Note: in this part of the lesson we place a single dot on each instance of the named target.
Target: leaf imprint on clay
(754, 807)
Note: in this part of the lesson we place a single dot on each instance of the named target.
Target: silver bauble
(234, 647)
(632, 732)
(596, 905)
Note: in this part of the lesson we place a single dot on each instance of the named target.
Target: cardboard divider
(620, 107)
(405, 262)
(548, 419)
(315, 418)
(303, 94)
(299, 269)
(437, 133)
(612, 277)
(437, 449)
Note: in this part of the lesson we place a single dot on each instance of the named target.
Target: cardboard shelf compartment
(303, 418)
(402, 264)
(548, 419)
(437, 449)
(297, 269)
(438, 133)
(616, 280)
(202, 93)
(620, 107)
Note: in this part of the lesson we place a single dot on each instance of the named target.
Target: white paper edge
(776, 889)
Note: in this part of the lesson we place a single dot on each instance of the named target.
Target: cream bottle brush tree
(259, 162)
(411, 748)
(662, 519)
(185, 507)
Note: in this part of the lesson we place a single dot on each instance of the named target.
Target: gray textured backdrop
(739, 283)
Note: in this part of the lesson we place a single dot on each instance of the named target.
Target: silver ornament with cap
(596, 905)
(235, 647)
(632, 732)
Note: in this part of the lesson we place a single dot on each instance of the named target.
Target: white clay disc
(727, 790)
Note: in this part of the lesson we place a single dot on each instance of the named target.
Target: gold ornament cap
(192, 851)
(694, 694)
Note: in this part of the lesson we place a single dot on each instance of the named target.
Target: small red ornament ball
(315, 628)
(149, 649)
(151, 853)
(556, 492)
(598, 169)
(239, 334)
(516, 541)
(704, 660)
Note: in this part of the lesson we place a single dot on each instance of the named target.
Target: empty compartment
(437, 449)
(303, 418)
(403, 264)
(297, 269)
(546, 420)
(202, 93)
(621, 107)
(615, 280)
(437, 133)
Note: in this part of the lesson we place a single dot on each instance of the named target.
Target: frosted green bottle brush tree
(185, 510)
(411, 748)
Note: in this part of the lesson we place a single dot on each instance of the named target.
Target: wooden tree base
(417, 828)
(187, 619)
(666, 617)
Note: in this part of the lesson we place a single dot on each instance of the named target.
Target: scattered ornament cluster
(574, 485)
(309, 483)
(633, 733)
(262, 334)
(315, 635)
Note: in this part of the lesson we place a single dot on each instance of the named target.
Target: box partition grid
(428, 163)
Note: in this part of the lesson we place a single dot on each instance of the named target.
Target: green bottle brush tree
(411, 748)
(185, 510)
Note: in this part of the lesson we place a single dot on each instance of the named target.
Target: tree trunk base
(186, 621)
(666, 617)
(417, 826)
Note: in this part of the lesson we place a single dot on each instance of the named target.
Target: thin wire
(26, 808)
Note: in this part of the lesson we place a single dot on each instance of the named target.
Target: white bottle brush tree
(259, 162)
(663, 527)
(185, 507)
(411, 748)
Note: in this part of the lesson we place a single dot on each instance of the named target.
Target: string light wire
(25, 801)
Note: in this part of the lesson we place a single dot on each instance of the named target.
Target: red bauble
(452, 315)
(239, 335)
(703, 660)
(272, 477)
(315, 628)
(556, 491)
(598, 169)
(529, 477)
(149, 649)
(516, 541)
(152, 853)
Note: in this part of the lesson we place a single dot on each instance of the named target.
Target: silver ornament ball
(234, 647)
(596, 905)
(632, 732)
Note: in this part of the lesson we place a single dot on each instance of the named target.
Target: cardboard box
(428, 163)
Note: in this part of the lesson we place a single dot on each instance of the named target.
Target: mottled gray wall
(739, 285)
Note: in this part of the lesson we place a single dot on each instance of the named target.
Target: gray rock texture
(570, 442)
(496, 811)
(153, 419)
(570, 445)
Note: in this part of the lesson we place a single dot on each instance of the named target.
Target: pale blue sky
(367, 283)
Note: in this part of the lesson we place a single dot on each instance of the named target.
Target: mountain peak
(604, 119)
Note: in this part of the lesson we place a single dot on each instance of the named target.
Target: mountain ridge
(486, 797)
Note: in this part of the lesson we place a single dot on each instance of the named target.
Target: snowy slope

:::::

[DIRECTIONS FOR THIS TASK]
Copy out the whole listing exactly; please set it all down.

[RESULT]
Note: in this part of the lesson we place a single dot on each instance of the named target.
Target: leaf imprint on clay
(754, 807)
Note: in this part of the lesson we place a single dot on each instance of the named target.
Target: silver bauble
(234, 647)
(632, 732)
(596, 905)
Note: in this part of the lesson we place a single dot on each instance of the named target.
Target: cardboard divider
(620, 107)
(405, 262)
(548, 419)
(315, 418)
(303, 94)
(299, 269)
(437, 133)
(612, 277)
(437, 449)
Note: in this part of the lesson we place a single dot on each instance of the named target.
Target: cardboard shelf compartment
(303, 418)
(402, 264)
(548, 419)
(437, 449)
(297, 269)
(438, 133)
(616, 280)
(202, 93)
(620, 107)
Note: in this part of the lesson we place a single dot on each instance of the named target.
Target: white paper edge
(776, 889)
Note: in this part of the lesson we place a single dot on each instance of the named target.
Target: cream bottle brush tree
(259, 162)
(411, 748)
(662, 519)
(185, 507)
Note: in this part of the lesson we place a single dot on each instance of the named target.
Target: gray textured backdrop
(739, 283)
Note: in this part of the lesson we place a single dot on each instance of the named target.
Target: silver ornament with cap
(596, 905)
(235, 647)
(632, 732)
Note: in this part of the lesson we place a single dot on each instance of the named target.
Target: white clay disc
(727, 790)
Note: in this part of the lesson we place a single dot on each instance of the named target.
Target: gold ornament cap
(192, 851)
(694, 694)
Note: in this part of the lesson we place a single dot on each instance of the named target.
Target: small red ornament ball
(315, 628)
(149, 649)
(151, 853)
(556, 492)
(598, 169)
(239, 334)
(516, 541)
(704, 660)
Note: in this part of the lesson we place a single dot on each instance of the named target.
Target: empty compartment
(437, 449)
(303, 418)
(403, 264)
(297, 269)
(546, 420)
(202, 93)
(621, 107)
(615, 280)
(437, 133)
Note: in this part of the lesson we place a single dot on each instance of the named target.
Target: frosted green bottle brush tree
(185, 510)
(411, 748)
Note: in this part of the lesson we place a single dot on each instance of the named target.
Target: wooden tree base
(417, 828)
(187, 619)
(666, 617)
Note: in this part of the lesson we place a single dot on each instance of the named target.
Target: scattered ornament cluster
(574, 485)
(309, 483)
(633, 733)
(262, 334)
(315, 635)
Note: in this part of the lesson we place a single dot on each instance of the named target.
Target: box partition grid
(428, 163)
Note: in this part of the lesson we place a single dot on each instance of the named target.
Target: green bottle brush tree
(411, 748)
(185, 510)
Note: in this part of the lesson we place a single dot on each instance of the named target.
Target: tree trunk base
(186, 621)
(666, 617)
(417, 826)
Note: in this part of the lesson we place a single dot on each instance of the named target.
Target: thin wire
(26, 808)
Note: in this part of the lesson we place a single dot on each instance of the named target.
Target: white bottle brush tree
(259, 162)
(663, 527)
(185, 507)
(411, 748)
Note: in this part of the lesson we place a single dot on each instance of the named target.
Target: string light wire
(25, 801)
Note: in this part of the lesson we place a single dot on each instance of the named target.
Target: red bauble
(452, 315)
(239, 335)
(703, 660)
(272, 477)
(315, 628)
(556, 491)
(598, 169)
(529, 477)
(149, 649)
(516, 541)
(152, 853)
Note: in this part of the lesson we place a single dot on each instance of the named target.
Target: silver ornament ball
(234, 647)
(596, 905)
(632, 732)
Note: in this part of the lesson we place a single dot on each instance of the named target.
Target: cardboard box
(428, 163)
Note: in this part of the lesson we place a single dot on each instance of the named target.
Target: mottled gray wall
(739, 285)
Note: in this part of the lesson we place a single dot on each instance of the named target.
Target: gray rock texture
(570, 442)
(496, 811)
(153, 419)
(570, 445)
Note: in this part of the lesson we place a single dot on each instance of the named target.
Target: pale blue sky
(367, 283)
Note: in this part of the lesson we place a single dot on each instance of the named target.
Target: mountain peak
(604, 119)
Note: in this part of the lesson we place a single dot on each instance of the named target.
Target: mountain ridge
(486, 797)
Note: in this part of the lesson we place a single dot on each instance of the named target.
Target: snowy slope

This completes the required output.